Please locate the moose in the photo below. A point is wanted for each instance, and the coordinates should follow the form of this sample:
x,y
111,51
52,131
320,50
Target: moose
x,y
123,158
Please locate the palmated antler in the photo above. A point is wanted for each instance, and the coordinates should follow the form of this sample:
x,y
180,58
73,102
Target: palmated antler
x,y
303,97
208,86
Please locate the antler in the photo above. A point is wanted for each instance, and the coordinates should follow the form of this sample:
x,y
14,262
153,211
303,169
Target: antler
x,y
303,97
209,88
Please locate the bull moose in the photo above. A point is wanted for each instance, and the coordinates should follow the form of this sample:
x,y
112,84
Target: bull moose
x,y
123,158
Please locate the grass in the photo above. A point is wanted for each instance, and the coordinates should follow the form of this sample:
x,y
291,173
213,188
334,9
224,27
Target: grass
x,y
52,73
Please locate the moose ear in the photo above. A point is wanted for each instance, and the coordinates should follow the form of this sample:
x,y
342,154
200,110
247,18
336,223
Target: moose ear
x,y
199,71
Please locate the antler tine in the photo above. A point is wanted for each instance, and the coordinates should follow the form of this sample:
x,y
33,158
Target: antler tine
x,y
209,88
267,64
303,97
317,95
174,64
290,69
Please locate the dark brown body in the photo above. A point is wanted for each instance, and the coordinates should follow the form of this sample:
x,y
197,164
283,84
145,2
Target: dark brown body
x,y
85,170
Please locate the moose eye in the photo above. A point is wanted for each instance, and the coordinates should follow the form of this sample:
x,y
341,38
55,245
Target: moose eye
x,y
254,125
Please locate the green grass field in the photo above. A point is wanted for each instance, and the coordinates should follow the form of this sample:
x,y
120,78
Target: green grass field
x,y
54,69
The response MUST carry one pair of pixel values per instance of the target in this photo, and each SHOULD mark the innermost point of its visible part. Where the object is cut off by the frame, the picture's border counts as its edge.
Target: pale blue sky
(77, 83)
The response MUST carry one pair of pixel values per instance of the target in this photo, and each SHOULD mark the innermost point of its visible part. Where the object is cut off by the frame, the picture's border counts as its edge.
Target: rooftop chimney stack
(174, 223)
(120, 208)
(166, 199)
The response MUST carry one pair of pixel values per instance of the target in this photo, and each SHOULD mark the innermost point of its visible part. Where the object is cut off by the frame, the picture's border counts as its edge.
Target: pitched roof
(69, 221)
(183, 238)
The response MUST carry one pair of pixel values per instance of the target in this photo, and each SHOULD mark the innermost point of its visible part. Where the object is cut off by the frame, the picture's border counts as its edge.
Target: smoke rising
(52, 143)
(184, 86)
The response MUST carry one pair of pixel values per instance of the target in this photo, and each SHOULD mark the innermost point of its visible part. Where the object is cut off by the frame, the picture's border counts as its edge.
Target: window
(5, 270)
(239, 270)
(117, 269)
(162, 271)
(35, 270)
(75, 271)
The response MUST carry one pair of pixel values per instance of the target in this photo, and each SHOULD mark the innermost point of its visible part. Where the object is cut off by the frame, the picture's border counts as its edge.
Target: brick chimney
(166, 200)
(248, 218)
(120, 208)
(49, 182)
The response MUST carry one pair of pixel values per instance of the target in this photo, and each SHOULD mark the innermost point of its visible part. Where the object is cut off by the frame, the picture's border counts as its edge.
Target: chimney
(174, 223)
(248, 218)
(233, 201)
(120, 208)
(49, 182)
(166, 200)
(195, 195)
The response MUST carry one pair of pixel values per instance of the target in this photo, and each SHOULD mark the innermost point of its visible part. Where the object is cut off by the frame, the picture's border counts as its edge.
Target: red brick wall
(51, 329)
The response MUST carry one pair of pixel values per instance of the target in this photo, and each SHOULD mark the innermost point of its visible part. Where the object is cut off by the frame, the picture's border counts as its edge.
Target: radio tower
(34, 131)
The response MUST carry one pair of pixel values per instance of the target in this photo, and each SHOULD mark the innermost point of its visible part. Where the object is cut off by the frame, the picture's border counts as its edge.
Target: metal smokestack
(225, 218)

[Task prompt] Locate each line of the records that contains the word "above", and copy those lines.

[Answer for the task]
Please locate the palmated antler in the photo above. A point is wanted for each instance, and the coordinates should follow the form of this sample:
Please locate the antler in the photo above. A point is wanted for each instance, and the coordinates should follow the form of this sample:
Please locate the bull moose in the photo above. A point is wanted for each instance, and the coordinates should follow the form of this sample:
Please locate the grass in the photo above. A point is wanted for each instance, and the coordinates should follow the form of this sample:
Please locate the moose ear in the photo above. A point is wanted for each instance, and the coordinates should follow the form of this sample:
Please locate the antler tine in the photo above. A point is wanted for each instance, and the coordinates should follow the form of this sample:
Please locate the dark brown body in the photo above. A point is wanted for each instance, and the coordinates should follow the form of this sample:
Please locate the moose eye in the photo above. A point is wanted for each instance, and the coordinates should follow the form of this sample:
Please locate the green grass field in the photo above. A point is wanted for each instance, and the coordinates should follow the form of this sample:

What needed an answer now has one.